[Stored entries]
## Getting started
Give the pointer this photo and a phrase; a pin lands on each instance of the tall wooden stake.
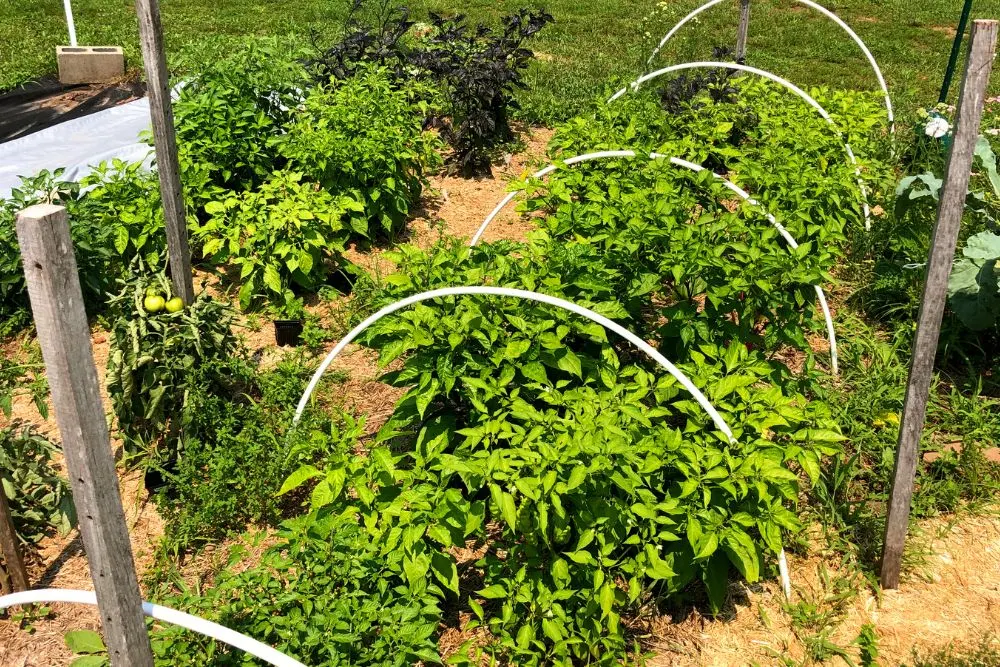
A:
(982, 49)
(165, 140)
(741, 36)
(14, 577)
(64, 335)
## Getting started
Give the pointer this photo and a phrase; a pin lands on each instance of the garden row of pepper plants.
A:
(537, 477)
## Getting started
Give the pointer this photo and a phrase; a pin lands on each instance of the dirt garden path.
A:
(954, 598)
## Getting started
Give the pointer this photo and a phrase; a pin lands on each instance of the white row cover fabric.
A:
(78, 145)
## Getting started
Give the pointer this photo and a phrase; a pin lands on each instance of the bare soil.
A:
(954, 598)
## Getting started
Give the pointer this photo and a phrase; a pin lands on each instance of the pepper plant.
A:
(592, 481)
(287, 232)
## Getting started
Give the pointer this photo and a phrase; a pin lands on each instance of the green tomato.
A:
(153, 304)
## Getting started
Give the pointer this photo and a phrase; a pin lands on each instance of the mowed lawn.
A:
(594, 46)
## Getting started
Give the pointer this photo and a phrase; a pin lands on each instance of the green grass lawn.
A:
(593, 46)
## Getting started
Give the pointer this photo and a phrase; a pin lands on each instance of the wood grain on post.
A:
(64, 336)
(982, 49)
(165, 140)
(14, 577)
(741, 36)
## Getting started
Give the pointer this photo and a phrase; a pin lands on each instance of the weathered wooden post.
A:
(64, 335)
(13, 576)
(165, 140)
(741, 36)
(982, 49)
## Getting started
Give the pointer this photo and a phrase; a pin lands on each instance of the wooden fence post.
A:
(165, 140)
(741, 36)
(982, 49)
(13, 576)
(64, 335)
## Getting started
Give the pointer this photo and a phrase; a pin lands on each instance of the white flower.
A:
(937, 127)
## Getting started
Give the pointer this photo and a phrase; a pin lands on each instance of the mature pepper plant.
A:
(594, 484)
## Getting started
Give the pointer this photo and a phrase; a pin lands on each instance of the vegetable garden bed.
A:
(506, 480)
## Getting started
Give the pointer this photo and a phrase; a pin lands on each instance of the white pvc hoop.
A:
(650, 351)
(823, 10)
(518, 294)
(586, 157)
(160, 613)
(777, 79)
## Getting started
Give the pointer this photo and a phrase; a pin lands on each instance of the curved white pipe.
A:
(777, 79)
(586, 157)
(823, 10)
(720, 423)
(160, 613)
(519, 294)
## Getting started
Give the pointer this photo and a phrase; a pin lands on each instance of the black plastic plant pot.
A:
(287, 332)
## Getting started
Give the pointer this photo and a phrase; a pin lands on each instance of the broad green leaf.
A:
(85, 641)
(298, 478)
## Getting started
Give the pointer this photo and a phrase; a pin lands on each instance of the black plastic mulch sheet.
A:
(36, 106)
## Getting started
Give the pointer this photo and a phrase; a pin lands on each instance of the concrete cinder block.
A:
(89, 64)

[EXERCISE OBJECTIVE] Restate each entry word for word; omit the pictures.

[RESULT OF THE TASK]
## Getting started
Give the pointer this photo and a phrase; a pin lands on each instance of the tall wooden stake.
A:
(982, 49)
(165, 140)
(741, 36)
(14, 577)
(64, 335)
## Getting started
Give the pointer this photo and a phrase; a pin lands on each instance of the garden row of pepper plants.
A:
(537, 477)
## Getting started
Give the pointer this photo and a phrase; a pin lands on each instance of the dirt garden path.
A:
(954, 598)
## Getting started
Give the pointer this photo and a phrase; a pin lands on each instance of the white row cover fabric.
A:
(78, 145)
## Getting started
Give the pointer this photo and a phrase; a pin lands on each instance of the bare soil.
A:
(954, 598)
## Getting started
Give the pointer this photo and a phrase; a pin lands on each instance of the pepper plant.
A:
(592, 481)
(287, 232)
## Getting started
Give the pointer this photo and a phrase; a pin lands on each instance of the green tomato.
A:
(153, 304)
## Getting started
Give the pointer this photo and a phrase; a pin lands on each instance of the mowed lawn.
A:
(594, 46)
## Getting started
Give the pointer this photo and a phrase; a pin lands on each instance of the green grass lawn.
A:
(593, 46)
## Getting started
Give the pointer this photo and a phrase; a pin lands on each instance of the wood grain on post.
A:
(64, 336)
(982, 49)
(165, 140)
(14, 577)
(741, 36)
## Getting started
Give the pointer this photo and a phrase; a pin lands on each instance of the weathered wooden post.
A:
(64, 335)
(13, 576)
(165, 140)
(741, 36)
(982, 49)
## Getting started
Give the pointer this photo and a phrase; a pin lands on each instance of the wooden fence post.
A:
(165, 140)
(741, 36)
(982, 49)
(13, 576)
(64, 335)
## Getting started
Give the pointer this photo and a phrase; a pin lands on each instance of the white flower.
A:
(937, 127)
## Getting started
Give the pointer this photo and a phrase; a pin lands on each instance of the mature pepper plant.
A:
(594, 484)
## Getting started
Give the pointer this photo and a phrase; a pin lands on each instance of the vegetable garden bed.
A:
(506, 480)
## Getting started
Give the pointer this photo and a phrase; a pin lands on each instance of the white pvc hoop.
A:
(650, 351)
(823, 10)
(518, 294)
(586, 157)
(160, 613)
(777, 79)
## Getting started
Give the pointer this photo and a phrase; a pin lands on each instance of the curved white pipe.
A:
(777, 79)
(586, 157)
(823, 10)
(720, 423)
(160, 613)
(519, 294)
## Getting started
Give the pointer this photo and a phrase; a pin lands on each instance of the black plastic plant pot.
A:
(287, 332)
## Getting started
Give the pointer this photo and a phrase; a pin lands on each instance of the broad green leaf.
A:
(85, 641)
(298, 478)
## Getting started
Give the pointer this photo and a phrase; a pin lands on each instance of the black plastic mulch sheet.
A:
(36, 106)
## Getting started
Give the pointer this photo and a phrase; a pin lands on each instance of the concrete cinder block.
A:
(89, 64)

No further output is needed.